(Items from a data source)
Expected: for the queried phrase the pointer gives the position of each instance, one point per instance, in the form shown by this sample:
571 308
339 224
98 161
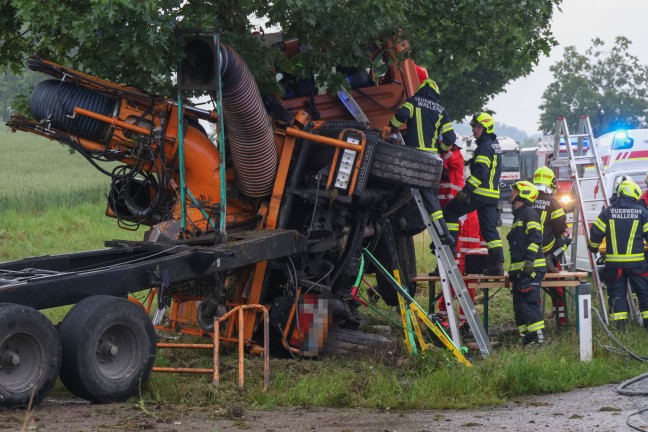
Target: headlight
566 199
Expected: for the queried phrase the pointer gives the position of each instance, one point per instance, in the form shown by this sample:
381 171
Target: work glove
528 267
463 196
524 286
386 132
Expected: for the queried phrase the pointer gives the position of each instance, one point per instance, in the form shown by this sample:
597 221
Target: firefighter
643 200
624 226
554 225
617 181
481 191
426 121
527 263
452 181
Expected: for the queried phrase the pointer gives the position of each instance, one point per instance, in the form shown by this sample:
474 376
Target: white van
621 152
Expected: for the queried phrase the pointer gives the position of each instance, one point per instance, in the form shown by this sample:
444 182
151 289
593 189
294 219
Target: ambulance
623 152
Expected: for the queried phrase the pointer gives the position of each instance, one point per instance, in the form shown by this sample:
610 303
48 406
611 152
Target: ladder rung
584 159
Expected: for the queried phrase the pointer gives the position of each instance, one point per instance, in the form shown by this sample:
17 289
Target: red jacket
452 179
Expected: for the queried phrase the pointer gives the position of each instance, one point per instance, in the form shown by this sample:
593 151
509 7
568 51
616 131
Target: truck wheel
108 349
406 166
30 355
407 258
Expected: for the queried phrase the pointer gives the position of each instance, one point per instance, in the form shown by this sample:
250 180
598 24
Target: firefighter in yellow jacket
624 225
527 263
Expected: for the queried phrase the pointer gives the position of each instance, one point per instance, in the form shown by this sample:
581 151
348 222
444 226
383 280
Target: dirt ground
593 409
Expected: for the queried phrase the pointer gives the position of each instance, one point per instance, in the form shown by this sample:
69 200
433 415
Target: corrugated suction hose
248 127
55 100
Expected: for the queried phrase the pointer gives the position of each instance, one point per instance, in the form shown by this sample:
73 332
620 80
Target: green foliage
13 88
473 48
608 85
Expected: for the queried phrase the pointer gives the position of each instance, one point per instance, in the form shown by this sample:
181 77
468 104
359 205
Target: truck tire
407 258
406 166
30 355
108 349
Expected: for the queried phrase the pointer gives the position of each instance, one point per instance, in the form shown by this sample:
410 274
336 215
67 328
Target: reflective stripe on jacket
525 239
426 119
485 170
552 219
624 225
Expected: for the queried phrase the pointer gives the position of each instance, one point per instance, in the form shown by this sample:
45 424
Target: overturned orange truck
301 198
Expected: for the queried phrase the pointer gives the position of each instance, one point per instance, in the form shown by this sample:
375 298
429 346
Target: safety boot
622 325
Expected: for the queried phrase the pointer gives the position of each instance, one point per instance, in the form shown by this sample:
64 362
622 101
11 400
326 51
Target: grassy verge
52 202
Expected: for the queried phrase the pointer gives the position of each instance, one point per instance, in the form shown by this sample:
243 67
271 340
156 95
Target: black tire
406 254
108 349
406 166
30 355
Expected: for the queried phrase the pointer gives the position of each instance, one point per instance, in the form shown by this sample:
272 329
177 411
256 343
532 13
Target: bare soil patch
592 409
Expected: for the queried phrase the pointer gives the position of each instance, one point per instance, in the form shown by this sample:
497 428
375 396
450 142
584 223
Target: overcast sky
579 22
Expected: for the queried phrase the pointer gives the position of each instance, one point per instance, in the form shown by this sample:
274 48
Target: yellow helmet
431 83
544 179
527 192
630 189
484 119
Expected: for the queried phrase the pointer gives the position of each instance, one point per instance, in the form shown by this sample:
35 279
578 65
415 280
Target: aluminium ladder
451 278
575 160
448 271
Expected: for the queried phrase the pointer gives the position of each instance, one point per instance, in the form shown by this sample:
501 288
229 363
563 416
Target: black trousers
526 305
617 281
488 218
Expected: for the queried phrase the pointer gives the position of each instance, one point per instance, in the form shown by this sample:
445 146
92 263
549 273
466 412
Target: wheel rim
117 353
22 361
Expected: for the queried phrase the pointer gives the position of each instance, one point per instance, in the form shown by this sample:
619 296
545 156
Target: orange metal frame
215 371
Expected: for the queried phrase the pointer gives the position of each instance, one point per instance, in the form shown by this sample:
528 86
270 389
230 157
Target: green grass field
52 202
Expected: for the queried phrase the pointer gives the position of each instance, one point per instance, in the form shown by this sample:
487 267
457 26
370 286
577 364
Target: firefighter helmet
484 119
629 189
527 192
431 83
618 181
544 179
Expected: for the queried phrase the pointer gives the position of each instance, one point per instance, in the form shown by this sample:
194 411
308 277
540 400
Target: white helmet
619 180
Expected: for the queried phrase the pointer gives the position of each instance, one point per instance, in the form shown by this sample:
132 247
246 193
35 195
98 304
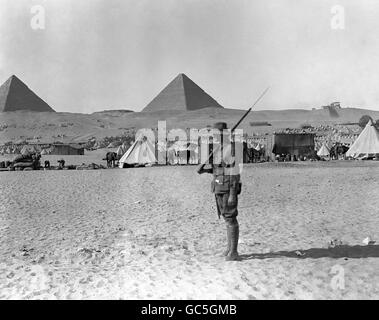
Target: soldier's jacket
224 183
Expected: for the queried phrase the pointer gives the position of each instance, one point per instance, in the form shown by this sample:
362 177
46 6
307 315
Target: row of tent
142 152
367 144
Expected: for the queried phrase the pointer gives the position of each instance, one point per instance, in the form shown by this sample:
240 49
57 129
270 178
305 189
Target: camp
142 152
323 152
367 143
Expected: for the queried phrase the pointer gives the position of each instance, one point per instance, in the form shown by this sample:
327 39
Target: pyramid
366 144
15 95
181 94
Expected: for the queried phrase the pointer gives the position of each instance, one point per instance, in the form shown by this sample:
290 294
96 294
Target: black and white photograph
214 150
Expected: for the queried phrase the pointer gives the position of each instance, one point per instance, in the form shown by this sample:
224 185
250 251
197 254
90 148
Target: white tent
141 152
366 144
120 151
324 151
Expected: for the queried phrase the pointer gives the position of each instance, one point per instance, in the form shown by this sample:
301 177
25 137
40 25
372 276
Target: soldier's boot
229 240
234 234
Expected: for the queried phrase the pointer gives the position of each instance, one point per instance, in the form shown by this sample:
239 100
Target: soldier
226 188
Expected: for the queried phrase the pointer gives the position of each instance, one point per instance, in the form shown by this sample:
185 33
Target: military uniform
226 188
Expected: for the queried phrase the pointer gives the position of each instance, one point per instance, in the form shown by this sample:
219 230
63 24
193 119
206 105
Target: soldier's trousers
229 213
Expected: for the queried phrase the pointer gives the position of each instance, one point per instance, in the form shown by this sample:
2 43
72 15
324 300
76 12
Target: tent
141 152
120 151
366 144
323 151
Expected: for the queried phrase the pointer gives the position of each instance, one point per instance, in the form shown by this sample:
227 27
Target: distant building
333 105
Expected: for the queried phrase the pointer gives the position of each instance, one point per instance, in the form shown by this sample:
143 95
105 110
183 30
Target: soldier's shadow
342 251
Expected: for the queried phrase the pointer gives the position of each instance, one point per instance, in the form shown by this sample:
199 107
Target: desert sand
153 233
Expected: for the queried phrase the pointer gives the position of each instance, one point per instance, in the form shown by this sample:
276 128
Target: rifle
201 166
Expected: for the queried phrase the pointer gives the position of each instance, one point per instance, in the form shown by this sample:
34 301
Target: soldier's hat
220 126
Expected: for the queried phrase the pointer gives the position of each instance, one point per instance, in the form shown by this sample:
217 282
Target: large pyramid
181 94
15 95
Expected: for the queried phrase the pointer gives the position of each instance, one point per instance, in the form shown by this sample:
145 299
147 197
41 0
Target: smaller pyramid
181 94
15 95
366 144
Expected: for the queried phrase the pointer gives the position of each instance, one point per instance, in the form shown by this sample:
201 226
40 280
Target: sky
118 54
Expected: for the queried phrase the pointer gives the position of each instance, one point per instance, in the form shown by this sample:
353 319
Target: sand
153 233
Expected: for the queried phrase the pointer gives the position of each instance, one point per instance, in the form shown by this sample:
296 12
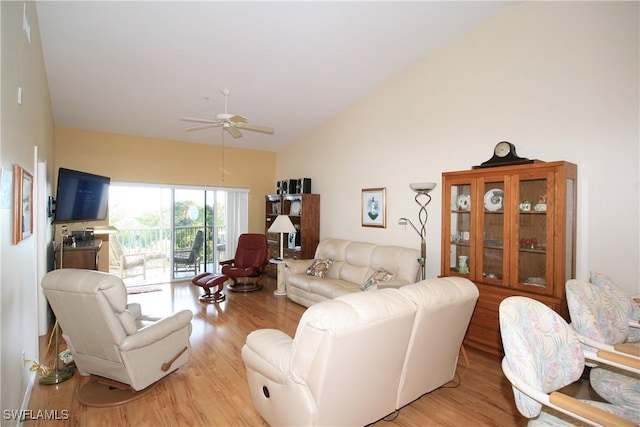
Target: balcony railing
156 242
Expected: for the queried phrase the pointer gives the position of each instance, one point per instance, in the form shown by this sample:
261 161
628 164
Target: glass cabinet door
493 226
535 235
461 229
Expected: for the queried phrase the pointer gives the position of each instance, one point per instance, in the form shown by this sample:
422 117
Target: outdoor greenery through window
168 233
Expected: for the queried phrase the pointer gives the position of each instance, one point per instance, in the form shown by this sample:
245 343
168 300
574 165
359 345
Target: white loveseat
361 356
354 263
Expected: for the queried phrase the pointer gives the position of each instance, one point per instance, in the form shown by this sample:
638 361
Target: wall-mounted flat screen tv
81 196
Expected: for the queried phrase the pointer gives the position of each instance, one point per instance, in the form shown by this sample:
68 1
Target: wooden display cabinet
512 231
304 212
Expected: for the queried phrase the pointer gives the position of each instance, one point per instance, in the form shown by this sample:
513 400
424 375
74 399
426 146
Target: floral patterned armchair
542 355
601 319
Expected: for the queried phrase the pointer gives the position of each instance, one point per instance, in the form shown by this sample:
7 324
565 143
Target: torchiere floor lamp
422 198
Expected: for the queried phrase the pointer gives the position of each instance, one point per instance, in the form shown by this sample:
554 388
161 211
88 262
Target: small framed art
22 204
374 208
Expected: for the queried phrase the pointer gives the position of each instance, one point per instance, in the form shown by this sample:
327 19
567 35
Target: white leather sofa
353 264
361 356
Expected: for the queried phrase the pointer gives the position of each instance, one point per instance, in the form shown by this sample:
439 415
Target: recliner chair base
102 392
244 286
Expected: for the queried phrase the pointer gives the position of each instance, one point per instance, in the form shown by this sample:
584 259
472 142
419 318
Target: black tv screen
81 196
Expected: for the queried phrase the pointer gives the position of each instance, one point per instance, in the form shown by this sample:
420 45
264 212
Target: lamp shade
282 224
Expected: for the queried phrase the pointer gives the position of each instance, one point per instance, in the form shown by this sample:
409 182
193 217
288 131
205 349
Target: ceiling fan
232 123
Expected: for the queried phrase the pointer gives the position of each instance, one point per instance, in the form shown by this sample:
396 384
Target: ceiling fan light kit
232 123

◆ **Brief**
Filter the data above down to every line that contains the string "white", and copy each of those lines. Uppercase and lowercase count as different.

◆ **Correct answer**
Target: white van
Target: white helmet
Target: black and white photograph
Target: white tent
Target: white loveseat
Target: white leather sofa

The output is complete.